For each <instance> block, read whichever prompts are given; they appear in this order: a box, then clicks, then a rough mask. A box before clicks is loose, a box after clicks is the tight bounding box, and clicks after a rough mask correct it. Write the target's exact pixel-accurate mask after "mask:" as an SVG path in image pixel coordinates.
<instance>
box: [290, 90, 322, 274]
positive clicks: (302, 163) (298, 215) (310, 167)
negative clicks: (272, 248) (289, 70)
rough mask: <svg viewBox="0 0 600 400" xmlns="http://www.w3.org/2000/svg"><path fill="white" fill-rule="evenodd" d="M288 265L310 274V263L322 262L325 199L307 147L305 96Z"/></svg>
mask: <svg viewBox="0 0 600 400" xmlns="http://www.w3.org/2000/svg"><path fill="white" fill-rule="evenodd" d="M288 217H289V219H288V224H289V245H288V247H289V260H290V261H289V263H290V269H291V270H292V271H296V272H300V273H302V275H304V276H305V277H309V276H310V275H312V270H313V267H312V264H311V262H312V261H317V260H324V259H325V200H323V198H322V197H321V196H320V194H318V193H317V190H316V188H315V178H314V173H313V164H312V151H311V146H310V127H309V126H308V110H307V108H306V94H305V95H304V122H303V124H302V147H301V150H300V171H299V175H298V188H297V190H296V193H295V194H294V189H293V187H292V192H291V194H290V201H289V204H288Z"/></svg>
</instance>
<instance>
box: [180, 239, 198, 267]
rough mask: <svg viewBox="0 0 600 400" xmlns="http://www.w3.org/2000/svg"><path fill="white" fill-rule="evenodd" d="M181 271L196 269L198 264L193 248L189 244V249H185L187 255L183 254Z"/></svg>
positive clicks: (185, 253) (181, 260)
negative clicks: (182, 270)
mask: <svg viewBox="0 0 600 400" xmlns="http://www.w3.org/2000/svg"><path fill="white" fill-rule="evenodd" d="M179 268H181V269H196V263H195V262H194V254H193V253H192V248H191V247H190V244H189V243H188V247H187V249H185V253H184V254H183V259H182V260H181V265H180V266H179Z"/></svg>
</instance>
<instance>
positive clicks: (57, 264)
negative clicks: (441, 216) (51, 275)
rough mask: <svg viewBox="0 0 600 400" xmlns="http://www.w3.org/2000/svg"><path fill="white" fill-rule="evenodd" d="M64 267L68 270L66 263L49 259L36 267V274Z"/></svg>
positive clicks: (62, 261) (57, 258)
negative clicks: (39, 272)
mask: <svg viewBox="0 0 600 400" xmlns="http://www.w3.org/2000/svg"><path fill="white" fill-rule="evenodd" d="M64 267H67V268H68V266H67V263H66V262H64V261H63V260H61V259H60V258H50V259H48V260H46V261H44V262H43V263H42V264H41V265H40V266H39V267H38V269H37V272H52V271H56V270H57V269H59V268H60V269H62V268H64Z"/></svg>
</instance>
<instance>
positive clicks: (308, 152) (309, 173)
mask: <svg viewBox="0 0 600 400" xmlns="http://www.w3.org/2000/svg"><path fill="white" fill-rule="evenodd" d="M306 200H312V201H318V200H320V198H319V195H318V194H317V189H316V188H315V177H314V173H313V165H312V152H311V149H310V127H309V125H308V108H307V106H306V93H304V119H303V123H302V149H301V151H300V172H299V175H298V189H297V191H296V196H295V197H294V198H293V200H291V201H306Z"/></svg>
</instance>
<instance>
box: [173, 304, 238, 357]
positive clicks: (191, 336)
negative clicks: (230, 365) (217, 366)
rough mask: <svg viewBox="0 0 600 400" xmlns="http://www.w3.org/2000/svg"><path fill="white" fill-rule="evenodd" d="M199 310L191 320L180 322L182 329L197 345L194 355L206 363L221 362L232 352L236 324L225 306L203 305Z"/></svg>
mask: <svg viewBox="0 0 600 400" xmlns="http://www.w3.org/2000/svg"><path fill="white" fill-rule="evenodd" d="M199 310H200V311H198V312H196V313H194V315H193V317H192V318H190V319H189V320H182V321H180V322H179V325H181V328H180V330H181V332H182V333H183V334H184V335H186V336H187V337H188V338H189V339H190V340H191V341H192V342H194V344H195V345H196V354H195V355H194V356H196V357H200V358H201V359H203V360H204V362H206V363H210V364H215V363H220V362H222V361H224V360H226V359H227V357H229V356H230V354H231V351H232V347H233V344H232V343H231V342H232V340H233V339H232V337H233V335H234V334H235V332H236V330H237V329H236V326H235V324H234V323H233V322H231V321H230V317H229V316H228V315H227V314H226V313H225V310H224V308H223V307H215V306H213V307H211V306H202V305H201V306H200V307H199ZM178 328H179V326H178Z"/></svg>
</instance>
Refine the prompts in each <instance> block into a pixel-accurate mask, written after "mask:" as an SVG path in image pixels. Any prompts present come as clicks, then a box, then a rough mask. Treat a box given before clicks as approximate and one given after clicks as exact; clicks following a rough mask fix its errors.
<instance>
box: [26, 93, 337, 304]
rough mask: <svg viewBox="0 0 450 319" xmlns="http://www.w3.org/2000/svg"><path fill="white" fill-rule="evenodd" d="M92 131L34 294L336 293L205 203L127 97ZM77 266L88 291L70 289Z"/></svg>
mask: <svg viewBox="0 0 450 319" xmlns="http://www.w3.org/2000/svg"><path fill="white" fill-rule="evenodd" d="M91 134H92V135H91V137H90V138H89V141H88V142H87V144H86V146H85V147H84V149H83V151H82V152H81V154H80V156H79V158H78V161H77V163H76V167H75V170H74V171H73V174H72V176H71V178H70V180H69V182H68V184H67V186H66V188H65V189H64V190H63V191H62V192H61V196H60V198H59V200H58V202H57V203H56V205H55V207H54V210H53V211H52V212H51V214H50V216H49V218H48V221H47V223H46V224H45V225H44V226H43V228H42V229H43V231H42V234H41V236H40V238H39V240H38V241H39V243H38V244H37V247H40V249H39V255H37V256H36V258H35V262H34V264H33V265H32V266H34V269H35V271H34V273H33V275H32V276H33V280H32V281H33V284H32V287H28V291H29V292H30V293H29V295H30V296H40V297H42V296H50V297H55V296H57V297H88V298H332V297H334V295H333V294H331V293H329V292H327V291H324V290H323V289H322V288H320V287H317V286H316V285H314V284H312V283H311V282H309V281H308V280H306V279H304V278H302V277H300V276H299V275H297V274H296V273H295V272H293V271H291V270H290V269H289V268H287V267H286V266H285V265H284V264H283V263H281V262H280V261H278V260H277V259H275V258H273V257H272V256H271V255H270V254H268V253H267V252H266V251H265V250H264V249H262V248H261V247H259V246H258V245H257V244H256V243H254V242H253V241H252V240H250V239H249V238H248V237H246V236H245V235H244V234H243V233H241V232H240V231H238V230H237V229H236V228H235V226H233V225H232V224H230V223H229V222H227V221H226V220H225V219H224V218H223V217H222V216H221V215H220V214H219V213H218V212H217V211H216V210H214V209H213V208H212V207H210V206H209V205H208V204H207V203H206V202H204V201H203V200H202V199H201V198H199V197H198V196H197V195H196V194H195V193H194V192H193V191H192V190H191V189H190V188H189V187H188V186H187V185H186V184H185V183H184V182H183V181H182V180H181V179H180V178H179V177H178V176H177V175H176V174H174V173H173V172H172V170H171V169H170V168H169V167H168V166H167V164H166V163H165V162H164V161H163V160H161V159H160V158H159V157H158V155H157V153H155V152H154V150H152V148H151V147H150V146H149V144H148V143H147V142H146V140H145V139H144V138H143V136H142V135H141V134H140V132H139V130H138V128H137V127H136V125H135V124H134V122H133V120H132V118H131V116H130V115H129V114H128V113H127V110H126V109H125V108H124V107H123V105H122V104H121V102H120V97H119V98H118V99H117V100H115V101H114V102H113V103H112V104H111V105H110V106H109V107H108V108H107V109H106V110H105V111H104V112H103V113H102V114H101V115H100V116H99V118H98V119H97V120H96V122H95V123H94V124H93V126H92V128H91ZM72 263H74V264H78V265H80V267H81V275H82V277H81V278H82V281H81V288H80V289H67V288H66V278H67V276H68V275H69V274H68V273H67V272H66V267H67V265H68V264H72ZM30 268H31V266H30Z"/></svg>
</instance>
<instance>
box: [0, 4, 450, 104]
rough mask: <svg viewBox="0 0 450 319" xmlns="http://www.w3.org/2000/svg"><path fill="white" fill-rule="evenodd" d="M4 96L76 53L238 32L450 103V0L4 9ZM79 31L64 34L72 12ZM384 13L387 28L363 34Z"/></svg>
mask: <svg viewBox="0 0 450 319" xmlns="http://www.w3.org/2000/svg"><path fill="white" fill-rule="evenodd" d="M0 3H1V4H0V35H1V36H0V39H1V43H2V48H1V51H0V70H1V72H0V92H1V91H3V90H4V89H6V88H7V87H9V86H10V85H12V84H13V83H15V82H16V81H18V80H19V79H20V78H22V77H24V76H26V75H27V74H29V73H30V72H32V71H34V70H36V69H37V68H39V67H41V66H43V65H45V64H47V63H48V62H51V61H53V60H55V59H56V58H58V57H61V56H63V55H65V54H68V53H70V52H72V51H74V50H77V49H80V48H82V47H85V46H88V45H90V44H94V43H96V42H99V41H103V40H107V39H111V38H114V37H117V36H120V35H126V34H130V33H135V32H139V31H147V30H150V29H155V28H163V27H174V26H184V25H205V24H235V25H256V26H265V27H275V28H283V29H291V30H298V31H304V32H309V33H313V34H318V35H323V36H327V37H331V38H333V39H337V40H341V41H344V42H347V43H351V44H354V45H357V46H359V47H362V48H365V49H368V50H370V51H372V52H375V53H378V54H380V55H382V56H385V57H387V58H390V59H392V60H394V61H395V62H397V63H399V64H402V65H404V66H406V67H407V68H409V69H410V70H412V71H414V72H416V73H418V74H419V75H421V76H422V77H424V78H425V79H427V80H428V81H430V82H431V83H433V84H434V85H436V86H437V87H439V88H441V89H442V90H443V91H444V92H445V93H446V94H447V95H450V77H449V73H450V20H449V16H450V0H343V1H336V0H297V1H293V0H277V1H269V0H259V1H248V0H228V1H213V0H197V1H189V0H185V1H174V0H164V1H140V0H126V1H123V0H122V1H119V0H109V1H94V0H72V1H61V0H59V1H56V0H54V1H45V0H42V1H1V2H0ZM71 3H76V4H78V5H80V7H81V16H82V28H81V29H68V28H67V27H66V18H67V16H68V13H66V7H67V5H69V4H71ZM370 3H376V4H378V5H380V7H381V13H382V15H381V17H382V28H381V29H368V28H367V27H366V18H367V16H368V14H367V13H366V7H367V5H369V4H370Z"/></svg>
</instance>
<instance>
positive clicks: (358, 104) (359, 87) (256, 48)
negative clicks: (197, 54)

= = = =

→ **Task to carry out**
Up to and including the line containing "negative clicks: (272, 248) (289, 70)", please write out the listing exactly, starting from its first line.

→ **Response**
For each <instance> block, read whichever prompts are given; they appear in this order: a box, then clicks, then a rough mask. A box before clicks is loose, a box after clicks is the tight bounding box, and clicks after a rough mask correct it. Write the target's exact pixel-accurate mask after "mask:" as an SVG path in image pixel coordinates.
<instance>
box: [290, 90, 322, 274]
positive clicks: (302, 163) (298, 215) (310, 167)
negative clicks: (272, 248) (289, 70)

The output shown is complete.